PROBLEM TO SOLVE: Substitute "one point per instance" for "one marker per instance" everywhere in the records below, and leave everything else unchanged.

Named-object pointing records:
══════
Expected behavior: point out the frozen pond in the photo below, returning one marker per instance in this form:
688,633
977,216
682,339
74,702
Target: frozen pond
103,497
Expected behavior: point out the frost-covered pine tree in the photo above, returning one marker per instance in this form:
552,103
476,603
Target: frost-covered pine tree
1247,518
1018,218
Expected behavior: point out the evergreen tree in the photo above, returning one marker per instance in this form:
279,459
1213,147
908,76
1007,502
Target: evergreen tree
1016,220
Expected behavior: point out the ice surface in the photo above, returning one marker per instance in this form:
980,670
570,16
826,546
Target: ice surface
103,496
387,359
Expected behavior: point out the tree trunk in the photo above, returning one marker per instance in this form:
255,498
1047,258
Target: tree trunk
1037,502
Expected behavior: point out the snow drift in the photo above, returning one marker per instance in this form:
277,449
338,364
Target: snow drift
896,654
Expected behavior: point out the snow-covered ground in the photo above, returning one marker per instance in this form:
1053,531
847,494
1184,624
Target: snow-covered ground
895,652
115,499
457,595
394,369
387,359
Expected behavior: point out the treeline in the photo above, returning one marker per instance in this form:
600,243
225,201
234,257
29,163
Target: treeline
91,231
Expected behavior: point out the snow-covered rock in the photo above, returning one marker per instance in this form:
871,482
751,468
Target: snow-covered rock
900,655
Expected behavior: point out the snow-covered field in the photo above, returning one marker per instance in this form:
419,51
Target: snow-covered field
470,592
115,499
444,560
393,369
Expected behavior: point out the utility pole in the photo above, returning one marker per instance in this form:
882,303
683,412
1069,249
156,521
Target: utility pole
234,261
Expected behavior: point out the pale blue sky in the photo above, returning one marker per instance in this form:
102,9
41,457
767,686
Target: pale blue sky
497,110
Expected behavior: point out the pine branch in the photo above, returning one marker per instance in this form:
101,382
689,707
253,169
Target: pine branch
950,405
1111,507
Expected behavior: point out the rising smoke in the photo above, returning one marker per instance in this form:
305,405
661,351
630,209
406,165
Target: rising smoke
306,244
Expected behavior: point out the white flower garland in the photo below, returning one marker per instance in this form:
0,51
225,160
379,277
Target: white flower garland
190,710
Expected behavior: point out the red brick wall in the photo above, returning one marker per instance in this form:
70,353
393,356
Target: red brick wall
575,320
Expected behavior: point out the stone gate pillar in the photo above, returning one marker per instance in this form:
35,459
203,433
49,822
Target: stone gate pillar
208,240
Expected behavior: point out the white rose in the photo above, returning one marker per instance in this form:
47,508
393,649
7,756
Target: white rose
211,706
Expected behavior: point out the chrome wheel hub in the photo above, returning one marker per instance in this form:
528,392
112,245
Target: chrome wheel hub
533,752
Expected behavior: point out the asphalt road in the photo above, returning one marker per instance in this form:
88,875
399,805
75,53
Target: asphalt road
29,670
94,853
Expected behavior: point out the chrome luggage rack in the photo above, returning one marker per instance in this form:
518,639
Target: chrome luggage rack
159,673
══════
THE COMPLETED TASK:
Expected behavior: point out the frozen pond in the photo below, returning one point per instance in this form:
688,633
977,216
682,339
74,702
Target: frozen pond
103,497
Expected behavior: point out the frost-covered pine tree in the photo above, returning one point per instance in this form:
552,103
476,603
Target: frost-covered pine tree
1247,518
1018,218
Expected behavior: point out the evergreen tree in the photo above, returning one point per instance in this form:
279,459
1213,147
908,76
1007,502
Target: evergreen tree
1016,220
Expected behavior: point out the ice surface in the photo above, returning one point per instance in this form:
980,670
570,16
826,546
Target: ice surface
103,496
387,359
Expected behavior: point out the tree trunk in the photo above, returning one point per instance in this form:
255,498
1047,258
Target: tree trunk
1037,502
Expected behavior: point out the snow drift in the photo above, returning one point per instance in this form:
277,449
338,364
Target: snow drift
896,654
Expected behavior: point out the snow-covered ground in the photo above, returning one point per instance in this form:
1053,531
847,494
1184,624
Target: snow-covered ground
895,652
115,499
457,595
394,369
387,359
Expected behavior: point out the treeline in the photo above, returning one point per instance in this form:
600,243
225,201
234,257
29,163
Target: treeline
91,231
Expected behavior: point out the snow-covered rock in the photo above, returning one point per instance in this form:
871,482
751,468
Target: snow-covered rock
900,655
Expected behavior: point out the snow-covered field in the photo above, returning one point per instance in this form:
419,51
Target: snow-covered field
470,592
115,499
444,560
393,369
Expected behavior: point out the utility pole in the photo above, returning one point per instance in this form:
882,303
683,412
1069,249
156,521
Target: utility pole
234,261
Expected behavior: point out the pale blue sky in the photo above, returning one point per instance in this form:
102,9
41,457
767,686
Target: pale blue sky
497,110
Expected behavior: point out the pine branch in the photo above, returning one point per instance in this form:
101,382
689,707
253,169
Target: pine branch
950,405
1111,507
Expected behavior: point out the rising smoke in the photo above, returning one point per instance in this form:
305,405
661,351
630,209
406,165
Target: rising smoke
306,244
Expected behavior: point out the white flower garland in the photo below, returning one point per instance in this form:
0,51
225,160
379,277
Target: white flower garland
190,710
Expected behavior: point out the red brick wall in the photo above, returning one point per instance in this form:
70,353
393,356
Target: red brick wall
575,320
Expected behavior: point out the stone gate pillar in the photo above, returning one point per instance in this form:
35,459
203,433
49,822
Target: stone gate pillar
208,240
Expected behavior: point out the white rose in the photo above, returning one point per instance in this form:
47,508
393,649
7,756
Target: white rose
211,706
Expected behavior: point out the chrome wheel hub in the photo above, returning one point per instance in this form:
528,392
112,245
Target: chrome wheel hub
533,752
Expected behavior: point out the asphalt road in the photo above, returning one point per instance in this form:
88,875
399,805
75,53
Target: asphalt road
29,670
94,853
Expected behavior: point out the chrome luggage rack in the photo above, returning one point per instance in this form:
518,639
Target: chrome luggage rack
159,673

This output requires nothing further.